▸ **Text segment**:
+++++

What I learned about Rashard during our NBA days is that he’s a really reserved guy. My favorite type of guy to play with or against were those “rah-rah” guys, guys who pumped fists, got after it, got heated. Rashard had more of a smooth game paired with a Kawhi Leonard-esque demeanor. He let the game come to him. When he had open shots he made them, when he had post-up opportunities he was hella steady, hella solid. Emotionally, he never looked too up or too down.

He ended up getting picked in the second round — Rashard got a green room invite, and when all these other guys were getting picked, the camera cut to him crying back there — but he proved everyone wrong.

I got a funny story about Mike Bibby.

I went to St. Patrick’s with Shaheen Holloway, and he and Mike were the first- and second-best players in the class of ’96. (I was class of ’98). So Shaheen didn’t like Mike. Back then, there was this perception about light-skinned guys — Mike was light-skinned and people, at that time, looked at light-skinned guys like they were soft. Shaheen wanted to play him so bad — “I’m tired of motherf****** saying he’s as good as me. I’d bust his ass. I mean just look at him!”

+++++

▸ **Exercise goal**:
Translate into Spanish this sentence from the basketball recollection above: "Emotionally, he never looked too up or too down."

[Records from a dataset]
+++++

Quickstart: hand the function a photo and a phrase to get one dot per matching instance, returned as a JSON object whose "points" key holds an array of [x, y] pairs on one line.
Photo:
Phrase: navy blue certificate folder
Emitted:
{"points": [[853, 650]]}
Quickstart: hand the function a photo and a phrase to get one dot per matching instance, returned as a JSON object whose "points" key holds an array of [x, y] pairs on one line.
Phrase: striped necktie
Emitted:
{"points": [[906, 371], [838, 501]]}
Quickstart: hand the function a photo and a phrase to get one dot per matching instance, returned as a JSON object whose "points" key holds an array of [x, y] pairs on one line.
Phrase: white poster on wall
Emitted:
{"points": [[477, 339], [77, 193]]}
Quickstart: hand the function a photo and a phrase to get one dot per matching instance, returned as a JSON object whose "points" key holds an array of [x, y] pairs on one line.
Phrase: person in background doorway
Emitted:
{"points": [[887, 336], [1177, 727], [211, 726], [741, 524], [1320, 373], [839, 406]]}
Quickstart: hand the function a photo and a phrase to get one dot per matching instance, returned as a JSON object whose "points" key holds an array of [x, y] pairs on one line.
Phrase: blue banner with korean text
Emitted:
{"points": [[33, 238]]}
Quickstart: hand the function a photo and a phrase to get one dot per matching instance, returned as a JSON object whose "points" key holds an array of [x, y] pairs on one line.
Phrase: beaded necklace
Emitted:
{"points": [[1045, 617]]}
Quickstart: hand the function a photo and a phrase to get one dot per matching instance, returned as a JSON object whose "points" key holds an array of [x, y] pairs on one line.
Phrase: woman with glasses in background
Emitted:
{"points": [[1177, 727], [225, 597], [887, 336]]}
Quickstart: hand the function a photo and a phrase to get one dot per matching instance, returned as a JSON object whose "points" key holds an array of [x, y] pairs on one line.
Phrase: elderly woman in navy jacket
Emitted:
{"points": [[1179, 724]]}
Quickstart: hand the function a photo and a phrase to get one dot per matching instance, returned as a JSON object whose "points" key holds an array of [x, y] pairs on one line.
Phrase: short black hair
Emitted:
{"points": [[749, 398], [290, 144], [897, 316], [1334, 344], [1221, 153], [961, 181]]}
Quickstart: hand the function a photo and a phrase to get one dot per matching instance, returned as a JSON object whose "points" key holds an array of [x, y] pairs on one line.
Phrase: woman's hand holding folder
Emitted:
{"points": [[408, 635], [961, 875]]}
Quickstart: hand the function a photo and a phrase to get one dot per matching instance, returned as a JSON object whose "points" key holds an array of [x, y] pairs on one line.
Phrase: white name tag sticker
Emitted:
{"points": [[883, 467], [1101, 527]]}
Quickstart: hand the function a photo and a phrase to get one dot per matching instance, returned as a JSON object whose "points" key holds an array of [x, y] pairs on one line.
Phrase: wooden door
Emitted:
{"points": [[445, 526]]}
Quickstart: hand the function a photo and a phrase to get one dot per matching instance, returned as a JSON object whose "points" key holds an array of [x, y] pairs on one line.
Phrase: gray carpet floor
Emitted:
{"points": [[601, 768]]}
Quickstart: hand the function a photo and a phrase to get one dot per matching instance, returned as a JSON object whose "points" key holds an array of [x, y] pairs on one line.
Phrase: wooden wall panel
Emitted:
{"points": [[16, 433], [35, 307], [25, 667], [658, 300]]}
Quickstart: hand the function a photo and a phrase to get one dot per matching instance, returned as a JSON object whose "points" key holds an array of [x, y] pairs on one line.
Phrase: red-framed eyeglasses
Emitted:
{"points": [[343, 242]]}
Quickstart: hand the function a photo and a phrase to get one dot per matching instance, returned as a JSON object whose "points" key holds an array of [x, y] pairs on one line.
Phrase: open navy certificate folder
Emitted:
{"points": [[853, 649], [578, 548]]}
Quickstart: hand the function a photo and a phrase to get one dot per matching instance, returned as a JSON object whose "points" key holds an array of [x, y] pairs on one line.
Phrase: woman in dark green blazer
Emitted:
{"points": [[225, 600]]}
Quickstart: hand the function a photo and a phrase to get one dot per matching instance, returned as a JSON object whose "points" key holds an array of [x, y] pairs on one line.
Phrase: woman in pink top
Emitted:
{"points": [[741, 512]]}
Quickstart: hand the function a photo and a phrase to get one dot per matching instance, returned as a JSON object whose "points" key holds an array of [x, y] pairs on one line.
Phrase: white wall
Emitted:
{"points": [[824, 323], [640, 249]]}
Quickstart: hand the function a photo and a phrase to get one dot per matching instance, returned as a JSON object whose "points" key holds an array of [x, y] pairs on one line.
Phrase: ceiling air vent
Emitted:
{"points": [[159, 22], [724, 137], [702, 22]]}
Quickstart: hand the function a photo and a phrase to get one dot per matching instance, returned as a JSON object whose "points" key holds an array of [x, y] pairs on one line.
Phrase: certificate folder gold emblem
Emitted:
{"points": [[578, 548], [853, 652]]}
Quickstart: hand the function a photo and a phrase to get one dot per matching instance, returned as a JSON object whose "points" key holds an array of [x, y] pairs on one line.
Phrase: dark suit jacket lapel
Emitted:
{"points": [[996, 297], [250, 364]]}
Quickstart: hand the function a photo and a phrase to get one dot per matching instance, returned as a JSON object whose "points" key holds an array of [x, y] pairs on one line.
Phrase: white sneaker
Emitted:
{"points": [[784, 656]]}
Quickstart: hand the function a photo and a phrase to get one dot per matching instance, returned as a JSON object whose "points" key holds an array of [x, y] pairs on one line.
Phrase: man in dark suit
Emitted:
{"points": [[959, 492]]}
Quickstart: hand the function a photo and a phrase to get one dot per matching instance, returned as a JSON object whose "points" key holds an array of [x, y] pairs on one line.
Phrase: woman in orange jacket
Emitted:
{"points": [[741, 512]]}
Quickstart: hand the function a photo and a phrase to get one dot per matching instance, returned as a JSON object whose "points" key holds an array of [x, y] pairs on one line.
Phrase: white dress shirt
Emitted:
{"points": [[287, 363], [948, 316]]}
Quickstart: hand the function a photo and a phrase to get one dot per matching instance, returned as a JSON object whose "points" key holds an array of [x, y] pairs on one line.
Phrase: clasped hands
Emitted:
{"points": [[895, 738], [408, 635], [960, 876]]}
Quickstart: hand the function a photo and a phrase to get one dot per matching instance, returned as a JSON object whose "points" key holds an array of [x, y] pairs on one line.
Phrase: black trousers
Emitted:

+++++

▸ **Reply to the task**:
Emocionalmente, nunca se le veía ni demasiado eufórico ni demasiado decaído.